— begin SUPPLIED RECORDS —
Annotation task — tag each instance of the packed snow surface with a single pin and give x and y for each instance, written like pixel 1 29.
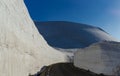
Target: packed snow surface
pixel 70 35
pixel 22 49
pixel 102 57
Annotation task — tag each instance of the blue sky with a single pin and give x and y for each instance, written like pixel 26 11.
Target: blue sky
pixel 101 13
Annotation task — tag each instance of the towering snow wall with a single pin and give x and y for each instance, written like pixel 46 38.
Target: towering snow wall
pixel 102 57
pixel 22 49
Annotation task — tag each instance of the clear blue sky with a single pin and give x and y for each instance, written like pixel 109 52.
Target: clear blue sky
pixel 101 13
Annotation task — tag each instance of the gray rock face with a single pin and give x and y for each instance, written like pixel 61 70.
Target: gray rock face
pixel 22 49
pixel 70 35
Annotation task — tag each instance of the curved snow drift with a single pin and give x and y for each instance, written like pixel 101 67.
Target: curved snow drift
pixel 102 57
pixel 67 35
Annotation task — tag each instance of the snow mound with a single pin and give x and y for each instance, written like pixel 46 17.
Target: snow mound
pixel 22 49
pixel 68 35
pixel 102 57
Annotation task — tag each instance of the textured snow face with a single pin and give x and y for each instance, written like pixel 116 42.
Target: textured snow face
pixel 103 57
pixel 68 35
pixel 22 49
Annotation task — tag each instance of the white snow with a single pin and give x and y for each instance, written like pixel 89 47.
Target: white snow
pixel 22 49
pixel 102 57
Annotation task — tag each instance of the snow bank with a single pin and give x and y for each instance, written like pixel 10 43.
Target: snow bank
pixel 22 49
pixel 103 57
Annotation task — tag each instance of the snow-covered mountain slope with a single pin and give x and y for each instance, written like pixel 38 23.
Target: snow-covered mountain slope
pixel 67 35
pixel 102 57
pixel 22 49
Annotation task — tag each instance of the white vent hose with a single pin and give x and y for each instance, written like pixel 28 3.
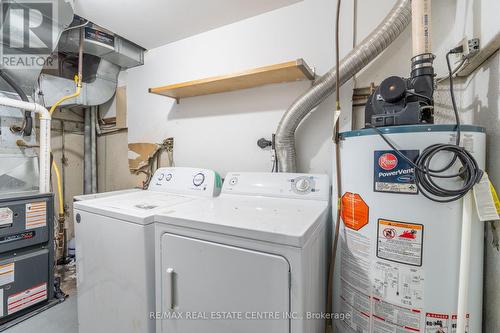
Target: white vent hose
pixel 387 31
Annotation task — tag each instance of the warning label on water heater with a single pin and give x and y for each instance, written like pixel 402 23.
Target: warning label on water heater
pixel 393 173
pixel 400 242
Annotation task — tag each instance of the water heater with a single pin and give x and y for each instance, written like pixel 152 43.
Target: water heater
pixel 399 253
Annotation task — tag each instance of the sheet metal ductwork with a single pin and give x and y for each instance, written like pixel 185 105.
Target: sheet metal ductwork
pixel 106 52
pixel 27 77
pixel 387 31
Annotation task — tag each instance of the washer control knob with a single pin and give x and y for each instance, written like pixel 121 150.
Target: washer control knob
pixel 302 185
pixel 198 179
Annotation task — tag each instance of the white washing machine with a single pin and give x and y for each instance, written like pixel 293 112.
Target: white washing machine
pixel 115 249
pixel 252 260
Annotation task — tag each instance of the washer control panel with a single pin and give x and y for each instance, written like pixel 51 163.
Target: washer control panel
pixel 192 181
pixel 284 185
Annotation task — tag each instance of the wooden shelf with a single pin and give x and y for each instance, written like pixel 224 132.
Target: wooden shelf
pixel 284 72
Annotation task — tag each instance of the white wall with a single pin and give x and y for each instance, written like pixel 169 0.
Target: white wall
pixel 220 131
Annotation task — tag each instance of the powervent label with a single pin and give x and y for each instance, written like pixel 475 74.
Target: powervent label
pixel 7 273
pixel 394 174
pixel 36 215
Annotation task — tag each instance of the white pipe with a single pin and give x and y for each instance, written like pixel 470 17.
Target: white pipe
pixel 463 280
pixel 421 26
pixel 44 137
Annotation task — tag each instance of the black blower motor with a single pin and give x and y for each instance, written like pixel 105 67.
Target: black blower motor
pixel 402 101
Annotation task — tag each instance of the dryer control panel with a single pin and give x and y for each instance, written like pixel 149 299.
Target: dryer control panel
pixel 191 181
pixel 280 185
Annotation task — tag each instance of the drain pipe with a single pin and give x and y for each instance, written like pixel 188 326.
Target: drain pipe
pixel 44 181
pixel 387 31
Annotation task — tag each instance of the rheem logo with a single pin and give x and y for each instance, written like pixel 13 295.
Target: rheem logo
pixel 388 161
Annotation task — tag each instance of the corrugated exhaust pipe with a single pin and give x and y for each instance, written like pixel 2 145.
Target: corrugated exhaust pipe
pixel 387 31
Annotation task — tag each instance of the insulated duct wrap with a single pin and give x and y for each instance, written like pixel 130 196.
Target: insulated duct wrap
pixel 387 31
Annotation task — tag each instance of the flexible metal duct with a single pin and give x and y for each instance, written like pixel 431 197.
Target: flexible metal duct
pixel 26 77
pixel 392 26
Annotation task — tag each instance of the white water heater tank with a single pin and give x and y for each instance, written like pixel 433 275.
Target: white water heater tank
pixel 398 256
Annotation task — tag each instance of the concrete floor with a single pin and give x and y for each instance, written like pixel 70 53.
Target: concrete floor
pixel 61 318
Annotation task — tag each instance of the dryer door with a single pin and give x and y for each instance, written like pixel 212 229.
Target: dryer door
pixel 214 288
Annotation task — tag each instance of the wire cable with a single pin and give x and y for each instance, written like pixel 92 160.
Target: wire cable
pixel 425 176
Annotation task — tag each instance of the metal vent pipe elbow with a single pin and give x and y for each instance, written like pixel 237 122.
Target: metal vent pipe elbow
pixel 386 32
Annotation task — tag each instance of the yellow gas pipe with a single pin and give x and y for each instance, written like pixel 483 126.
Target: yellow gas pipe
pixel 54 165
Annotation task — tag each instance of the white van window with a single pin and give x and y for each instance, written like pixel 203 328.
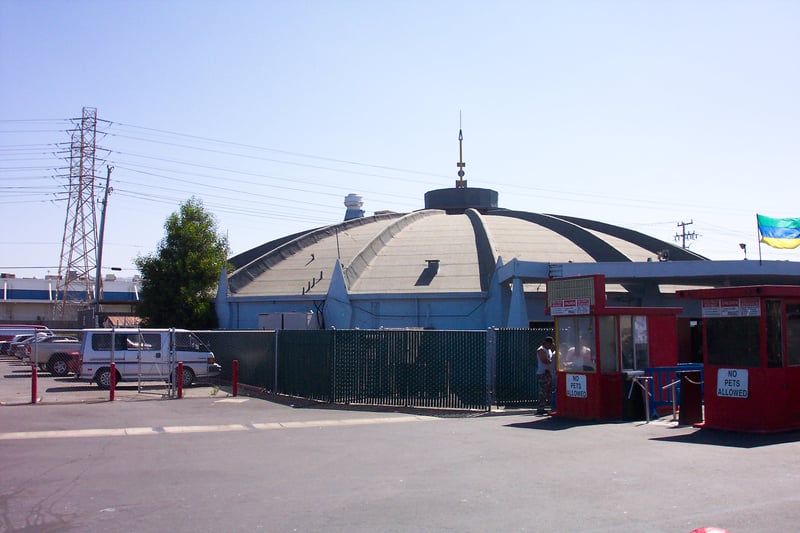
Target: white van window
pixel 126 341
pixel 187 342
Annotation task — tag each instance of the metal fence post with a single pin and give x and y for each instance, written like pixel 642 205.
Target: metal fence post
pixel 491 365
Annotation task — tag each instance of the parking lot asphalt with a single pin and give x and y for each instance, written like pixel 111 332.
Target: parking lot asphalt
pixel 75 461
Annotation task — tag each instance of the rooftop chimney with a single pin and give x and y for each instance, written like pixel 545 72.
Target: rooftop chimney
pixel 353 202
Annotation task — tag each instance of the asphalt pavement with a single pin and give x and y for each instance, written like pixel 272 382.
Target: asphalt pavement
pixel 75 461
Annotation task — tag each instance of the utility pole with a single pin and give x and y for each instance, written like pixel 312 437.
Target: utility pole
pixel 98 278
pixel 683 236
pixel 78 247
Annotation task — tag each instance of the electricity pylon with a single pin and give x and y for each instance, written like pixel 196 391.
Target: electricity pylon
pixel 79 245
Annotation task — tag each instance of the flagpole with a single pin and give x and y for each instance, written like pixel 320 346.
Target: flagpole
pixel 758 237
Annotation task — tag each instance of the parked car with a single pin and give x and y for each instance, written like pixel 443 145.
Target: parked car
pixel 17 345
pixel 9 331
pixel 53 353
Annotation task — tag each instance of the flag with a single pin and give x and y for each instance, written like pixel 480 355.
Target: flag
pixel 779 232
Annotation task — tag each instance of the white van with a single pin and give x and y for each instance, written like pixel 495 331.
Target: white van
pixel 147 354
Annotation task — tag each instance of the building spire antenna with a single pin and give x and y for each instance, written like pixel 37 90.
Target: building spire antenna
pixel 461 183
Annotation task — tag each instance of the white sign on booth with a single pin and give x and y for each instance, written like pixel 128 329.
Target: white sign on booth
pixel 732 383
pixel 576 386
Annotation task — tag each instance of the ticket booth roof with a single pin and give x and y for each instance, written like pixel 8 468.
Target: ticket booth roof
pixel 767 291
pixel 649 311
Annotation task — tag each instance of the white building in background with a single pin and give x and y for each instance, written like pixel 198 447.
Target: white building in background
pixel 32 301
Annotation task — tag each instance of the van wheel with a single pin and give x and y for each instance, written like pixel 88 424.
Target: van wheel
pixel 188 377
pixel 58 366
pixel 103 378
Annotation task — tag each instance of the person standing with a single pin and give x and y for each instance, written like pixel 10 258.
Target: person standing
pixel 544 372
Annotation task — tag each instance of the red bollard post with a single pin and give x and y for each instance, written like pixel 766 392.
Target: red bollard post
pixel 179 373
pixel 34 380
pixel 235 378
pixel 113 382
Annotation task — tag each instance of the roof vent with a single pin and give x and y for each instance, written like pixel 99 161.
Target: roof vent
pixel 353 202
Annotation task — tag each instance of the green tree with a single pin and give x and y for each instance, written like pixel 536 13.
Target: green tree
pixel 179 280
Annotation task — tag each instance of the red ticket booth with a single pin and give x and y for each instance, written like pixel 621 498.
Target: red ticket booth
pixel 751 356
pixel 602 352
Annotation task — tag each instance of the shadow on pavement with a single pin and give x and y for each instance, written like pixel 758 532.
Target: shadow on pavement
pixel 557 423
pixel 715 437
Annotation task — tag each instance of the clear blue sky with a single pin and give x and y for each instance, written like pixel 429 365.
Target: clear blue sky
pixel 642 114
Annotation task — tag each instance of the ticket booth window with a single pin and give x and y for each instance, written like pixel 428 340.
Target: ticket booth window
pixel 733 341
pixel 793 334
pixel 634 345
pixel 609 346
pixel 576 348
pixel 774 334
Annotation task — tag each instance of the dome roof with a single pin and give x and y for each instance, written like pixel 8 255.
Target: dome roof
pixel 452 245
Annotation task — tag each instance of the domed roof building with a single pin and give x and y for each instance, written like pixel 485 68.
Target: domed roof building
pixel 462 262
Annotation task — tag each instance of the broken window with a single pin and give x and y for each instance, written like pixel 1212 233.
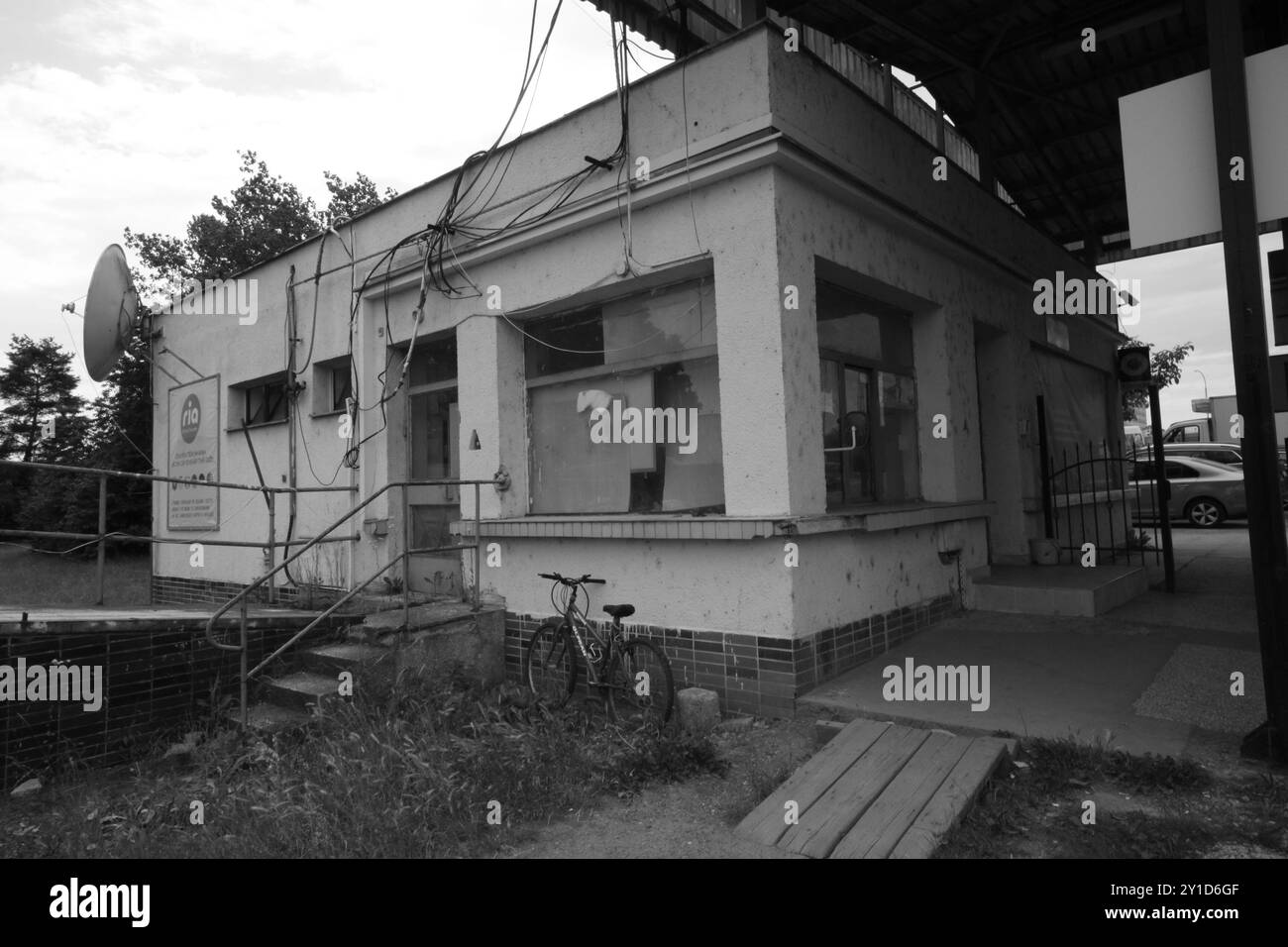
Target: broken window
pixel 623 406
pixel 868 399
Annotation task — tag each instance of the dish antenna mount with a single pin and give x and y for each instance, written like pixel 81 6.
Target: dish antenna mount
pixel 111 315
pixel 111 312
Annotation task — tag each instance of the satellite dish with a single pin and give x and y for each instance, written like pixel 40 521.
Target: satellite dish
pixel 110 309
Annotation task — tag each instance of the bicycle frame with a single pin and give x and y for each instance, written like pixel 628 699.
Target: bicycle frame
pixel 576 622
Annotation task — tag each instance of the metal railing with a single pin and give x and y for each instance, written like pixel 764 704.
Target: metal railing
pixel 400 558
pixel 241 599
pixel 102 538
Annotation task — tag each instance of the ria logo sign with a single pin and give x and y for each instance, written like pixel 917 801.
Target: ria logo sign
pixel 189 419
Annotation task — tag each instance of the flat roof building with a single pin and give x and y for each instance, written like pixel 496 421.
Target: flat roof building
pixel 773 376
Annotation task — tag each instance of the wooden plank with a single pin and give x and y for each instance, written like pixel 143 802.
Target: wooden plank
pixel 837 809
pixel 765 823
pixel 952 799
pixel 880 827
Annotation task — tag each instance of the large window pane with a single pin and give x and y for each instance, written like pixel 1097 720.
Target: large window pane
pixel 640 440
pixel 565 343
pixel 655 449
pixel 870 402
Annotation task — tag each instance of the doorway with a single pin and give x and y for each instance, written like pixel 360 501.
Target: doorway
pixel 433 438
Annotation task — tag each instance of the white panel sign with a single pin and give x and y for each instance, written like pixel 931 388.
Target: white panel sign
pixel 1170 154
pixel 193 455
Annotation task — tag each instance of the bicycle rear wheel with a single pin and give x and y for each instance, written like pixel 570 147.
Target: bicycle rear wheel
pixel 640 686
pixel 550 664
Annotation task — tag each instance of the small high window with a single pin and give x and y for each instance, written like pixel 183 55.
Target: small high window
pixel 259 402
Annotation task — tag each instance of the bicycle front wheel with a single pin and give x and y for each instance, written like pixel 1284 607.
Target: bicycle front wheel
pixel 550 664
pixel 640 688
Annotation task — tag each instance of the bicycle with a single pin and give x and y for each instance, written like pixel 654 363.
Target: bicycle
pixel 632 676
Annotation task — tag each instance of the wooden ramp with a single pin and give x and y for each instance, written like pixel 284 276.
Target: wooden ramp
pixel 877 789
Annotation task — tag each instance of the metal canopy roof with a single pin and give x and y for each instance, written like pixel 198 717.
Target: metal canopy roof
pixel 1039 112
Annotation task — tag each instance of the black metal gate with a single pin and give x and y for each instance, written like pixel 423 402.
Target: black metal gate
pixel 1091 495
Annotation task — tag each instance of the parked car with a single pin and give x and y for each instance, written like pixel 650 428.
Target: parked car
pixel 1202 491
pixel 1227 454
pixel 1220 453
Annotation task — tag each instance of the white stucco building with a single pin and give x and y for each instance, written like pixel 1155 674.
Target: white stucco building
pixel 853 341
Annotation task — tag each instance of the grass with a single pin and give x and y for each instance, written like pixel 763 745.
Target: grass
pixel 449 770
pixel 30 579
pixel 1150 806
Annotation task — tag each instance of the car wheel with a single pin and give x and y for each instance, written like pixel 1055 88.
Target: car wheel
pixel 1205 512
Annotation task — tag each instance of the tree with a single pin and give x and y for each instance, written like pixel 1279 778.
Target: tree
pixel 1164 367
pixel 262 218
pixel 349 200
pixel 37 385
pixel 119 438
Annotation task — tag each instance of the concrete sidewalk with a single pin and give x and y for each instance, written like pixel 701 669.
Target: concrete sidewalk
pixel 1149 677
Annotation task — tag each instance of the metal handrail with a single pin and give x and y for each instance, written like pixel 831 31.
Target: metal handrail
pixel 159 478
pixel 243 596
pixel 103 536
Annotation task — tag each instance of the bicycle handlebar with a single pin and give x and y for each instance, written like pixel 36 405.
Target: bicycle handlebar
pixel 566 579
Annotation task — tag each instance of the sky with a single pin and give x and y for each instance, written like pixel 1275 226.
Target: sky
pixel 130 114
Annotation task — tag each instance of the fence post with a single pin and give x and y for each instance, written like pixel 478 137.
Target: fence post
pixel 102 534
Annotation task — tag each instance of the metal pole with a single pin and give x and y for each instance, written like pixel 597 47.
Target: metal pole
pixel 271 548
pixel 478 544
pixel 1162 489
pixel 245 681
pixel 406 556
pixel 1233 140
pixel 1046 468
pixel 102 535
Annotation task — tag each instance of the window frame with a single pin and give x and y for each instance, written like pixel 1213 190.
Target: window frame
pixel 243 392
pixel 702 283
pixel 875 369
pixel 323 385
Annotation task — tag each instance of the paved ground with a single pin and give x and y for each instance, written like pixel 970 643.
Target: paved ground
— end SUPPLIED RECORDS —
TASK REQUIREMENTS.
Please give the lines from the line containing "Annotation task — tag each instance of the dryer door" up to and including the line containing "pixel 425 176" as a Markdown table with the columns Row and Line, numbering each row and leaving out blank lines.

IN RESPONSE.
| Row | Line |
|---|---|
| 1 | Annotation task — tag each instance of the dryer door with a single pin and give x and y for each instance, written like pixel 212 229. |
| 2 | Target: dryer door |
| 3 | pixel 214 288 |
| 4 | Annotation task — tag each instance of the wire cable with a single pin and give x and y for each instance, written like pixel 92 160. |
| 5 | Target: wire cable |
| 6 | pixel 425 176 |